Directions
The lines from the one containing "Target: wave" through the final line of the data below must be written out exactly, both included, and nothing more.

[Point localization data]
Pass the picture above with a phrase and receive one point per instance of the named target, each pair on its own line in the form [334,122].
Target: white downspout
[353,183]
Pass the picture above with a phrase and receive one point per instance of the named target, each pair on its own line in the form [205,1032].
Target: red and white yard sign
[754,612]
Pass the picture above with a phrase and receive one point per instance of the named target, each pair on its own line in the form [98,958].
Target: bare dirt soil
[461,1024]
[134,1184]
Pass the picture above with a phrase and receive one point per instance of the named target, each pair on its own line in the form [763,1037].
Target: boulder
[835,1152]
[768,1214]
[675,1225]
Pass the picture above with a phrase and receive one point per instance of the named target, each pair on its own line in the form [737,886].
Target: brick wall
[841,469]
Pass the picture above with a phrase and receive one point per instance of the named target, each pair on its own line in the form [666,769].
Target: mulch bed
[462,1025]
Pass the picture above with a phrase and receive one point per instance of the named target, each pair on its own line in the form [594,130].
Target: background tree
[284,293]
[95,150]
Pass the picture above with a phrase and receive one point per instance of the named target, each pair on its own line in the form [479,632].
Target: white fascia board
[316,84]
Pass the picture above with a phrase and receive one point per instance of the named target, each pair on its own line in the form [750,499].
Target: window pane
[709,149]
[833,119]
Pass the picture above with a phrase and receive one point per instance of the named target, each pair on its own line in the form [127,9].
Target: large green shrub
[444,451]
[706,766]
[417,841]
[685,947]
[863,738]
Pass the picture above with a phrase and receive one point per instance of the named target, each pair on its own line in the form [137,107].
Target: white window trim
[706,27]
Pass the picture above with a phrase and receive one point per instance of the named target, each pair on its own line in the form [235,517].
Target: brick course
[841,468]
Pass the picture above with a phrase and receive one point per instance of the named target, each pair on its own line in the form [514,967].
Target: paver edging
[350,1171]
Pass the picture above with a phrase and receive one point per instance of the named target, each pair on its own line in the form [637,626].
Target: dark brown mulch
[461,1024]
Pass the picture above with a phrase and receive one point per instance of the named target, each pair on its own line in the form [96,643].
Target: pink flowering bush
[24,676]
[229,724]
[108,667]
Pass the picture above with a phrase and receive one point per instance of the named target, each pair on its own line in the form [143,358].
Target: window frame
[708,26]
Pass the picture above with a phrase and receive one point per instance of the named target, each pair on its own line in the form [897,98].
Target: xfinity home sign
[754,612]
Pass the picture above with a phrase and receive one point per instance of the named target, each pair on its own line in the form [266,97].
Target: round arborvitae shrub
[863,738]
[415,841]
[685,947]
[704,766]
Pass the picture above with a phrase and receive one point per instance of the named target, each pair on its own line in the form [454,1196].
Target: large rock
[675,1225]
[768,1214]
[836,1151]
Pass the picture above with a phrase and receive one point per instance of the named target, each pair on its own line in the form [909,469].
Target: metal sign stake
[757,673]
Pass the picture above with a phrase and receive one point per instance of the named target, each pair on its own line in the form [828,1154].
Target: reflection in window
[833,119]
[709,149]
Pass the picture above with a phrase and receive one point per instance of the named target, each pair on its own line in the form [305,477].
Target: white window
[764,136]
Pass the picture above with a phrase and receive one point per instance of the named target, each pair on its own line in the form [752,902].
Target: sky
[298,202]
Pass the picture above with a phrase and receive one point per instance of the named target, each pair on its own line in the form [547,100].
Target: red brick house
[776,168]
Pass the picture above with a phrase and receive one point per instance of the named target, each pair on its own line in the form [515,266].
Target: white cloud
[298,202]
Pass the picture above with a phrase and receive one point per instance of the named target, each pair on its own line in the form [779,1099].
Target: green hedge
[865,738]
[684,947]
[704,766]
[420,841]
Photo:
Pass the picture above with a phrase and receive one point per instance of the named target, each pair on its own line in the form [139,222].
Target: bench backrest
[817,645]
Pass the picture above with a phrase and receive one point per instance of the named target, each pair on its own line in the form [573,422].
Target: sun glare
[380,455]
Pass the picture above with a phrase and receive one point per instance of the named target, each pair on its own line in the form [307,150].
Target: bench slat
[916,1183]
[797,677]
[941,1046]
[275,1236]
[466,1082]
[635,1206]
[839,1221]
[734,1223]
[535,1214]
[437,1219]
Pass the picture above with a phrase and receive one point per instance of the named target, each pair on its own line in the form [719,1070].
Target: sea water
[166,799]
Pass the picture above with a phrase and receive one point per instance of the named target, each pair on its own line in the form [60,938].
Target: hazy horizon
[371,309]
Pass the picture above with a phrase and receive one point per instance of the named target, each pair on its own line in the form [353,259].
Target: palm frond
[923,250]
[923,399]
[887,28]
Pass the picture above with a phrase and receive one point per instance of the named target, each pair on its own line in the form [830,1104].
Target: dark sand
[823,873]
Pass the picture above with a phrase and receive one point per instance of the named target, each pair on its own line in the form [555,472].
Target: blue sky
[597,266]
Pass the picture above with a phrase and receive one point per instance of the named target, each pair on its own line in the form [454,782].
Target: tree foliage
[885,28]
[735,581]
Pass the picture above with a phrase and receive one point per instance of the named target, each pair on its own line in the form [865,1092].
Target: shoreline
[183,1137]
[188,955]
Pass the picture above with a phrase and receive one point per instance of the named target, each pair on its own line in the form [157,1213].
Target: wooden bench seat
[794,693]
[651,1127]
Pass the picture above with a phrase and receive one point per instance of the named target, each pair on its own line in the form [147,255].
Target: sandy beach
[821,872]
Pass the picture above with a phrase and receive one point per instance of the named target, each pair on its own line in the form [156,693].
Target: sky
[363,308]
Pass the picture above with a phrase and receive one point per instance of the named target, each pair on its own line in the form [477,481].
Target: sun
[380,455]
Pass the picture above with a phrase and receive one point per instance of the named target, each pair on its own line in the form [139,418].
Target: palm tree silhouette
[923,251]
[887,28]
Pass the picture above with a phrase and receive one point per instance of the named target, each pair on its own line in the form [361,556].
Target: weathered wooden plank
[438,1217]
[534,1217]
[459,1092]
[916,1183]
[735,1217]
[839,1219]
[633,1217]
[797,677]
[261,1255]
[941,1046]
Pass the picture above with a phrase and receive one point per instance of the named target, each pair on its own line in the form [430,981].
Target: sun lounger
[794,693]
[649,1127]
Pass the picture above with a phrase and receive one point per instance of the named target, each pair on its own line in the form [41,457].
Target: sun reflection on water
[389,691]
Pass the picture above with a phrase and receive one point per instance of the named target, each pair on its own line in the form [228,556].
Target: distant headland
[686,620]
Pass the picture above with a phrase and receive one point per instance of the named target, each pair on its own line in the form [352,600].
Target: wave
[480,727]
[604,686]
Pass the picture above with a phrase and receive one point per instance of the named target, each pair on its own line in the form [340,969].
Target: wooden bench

Exercise output
Target: wave
[480,727]
[604,686]
Pass the picture above with a phrase and receive one point per instance of the named target, each pair on its own line in the form [340,969].
Target: wooden bench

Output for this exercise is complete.